» **Exercise instructions**:
(A) In the EEG mapping text, rewrite the part that begins at the words "3.  In all cases, the" and stops after "maps so produced.", replacing "montages" with "derivations".
(B) Carry the EEG mapping text forward from its last sentence.

(Study text Opens)

Certain points to note

1.  Some electrodes cannot be fully surrounded by "reference" electrodes simply because they are at the edges of the areas of the head on which electrodes can be placed. Some software programs will estimate (extrapolate) voltages for these missing points.

2.  Some software will calculate voltages for locations where electrodes are missing or tracings have been deleted because of artifacts.

3.  In all cases, the data used is derived from recordings made with reference montages, thus the fact that there is no such thing as an "inactive reference" must not be forgotten when devising Laplacian montages or when interpreting the maps so produced.

For human EEG, spline maps are based on a model that assumes the cranium is a sphere or an ovoid. Recognizing that neither shape is wholly realistic, researchers have expended much effort to improve the models without reaching universal agreement on any particular model. Despite the acknowledged limitations, spline maps have value in understanding some important aspects of the human EEG. Unfortunately, the software with present day digital EEG machines is not directly applicable to the anatomy of domestic animals.

Ideally, precise localization of focal abnormalities includes not only the location on the surface of the head but the depth and orientation of the source (equivalent dipole) as well: i.e., a three-dimensional localization. Research now is directed at developing models formed from MRI of the individual patient. Such models, showing the patient's head and the brain remove the problems associated with "one size fits all" models and can show the three-dimensional location and orientation of equivalent dipoles with accuracy of only a very few millimeters. With this degree of accuracy, surgical excision of epileptogenic foci becomes possible. The same technic can be applied to animals.

(Study text Closes)
(Source data Opens)

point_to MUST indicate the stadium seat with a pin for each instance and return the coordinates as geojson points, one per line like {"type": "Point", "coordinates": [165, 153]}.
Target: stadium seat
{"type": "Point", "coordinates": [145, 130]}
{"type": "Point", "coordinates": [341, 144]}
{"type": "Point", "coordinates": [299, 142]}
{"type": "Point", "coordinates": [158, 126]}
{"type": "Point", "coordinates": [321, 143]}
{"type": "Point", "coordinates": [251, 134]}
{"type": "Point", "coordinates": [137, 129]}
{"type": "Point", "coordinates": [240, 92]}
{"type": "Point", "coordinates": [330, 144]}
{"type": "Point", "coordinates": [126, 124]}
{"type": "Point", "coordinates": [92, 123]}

(Source data Closes)

» **Your written answers**:
(A)
3.  In all cases, the data used is derived from recordings made with reference derivations, thus the fact that there is no such thing as an "inactive reference" must not be forgotten when devising Laplacian derivations or when interpreting the maps so produced.

(B)
References

1.  Fisch BJ in: Fisch and Spehlman's EEG Primer, Third Edition. Elsevier, New York, 1997, Ch 7, p 123-138.

2.  Lopes da Silva F. in: Niedermeyer, E and Lopes da Silva, F. Electroencephalography. Fourth Edition. Lippincott, Williams and Wilkins, Philadelphia, 1998. Ch 61, p1135-1163.

3.  Reynolds CF III Brunner D. Sleep microarchitecture in depression: commentary. Biol Psychiatry. 1995 Jan 15; 37(2):71.

4.  Holliday TA in: Proceedings, Biannual Course in Veterinary Neurosciences and Advanced Clinical Neurology/Neurosurgery, 2003.

5.  Lagerlund TD in: Niedermeyer E and Lopes da Silva F. Electroencephalography. Fourth Edition. Lippincott, Williams and Wilkins, Philadelphia, 1998. Ch 46, p 809-822.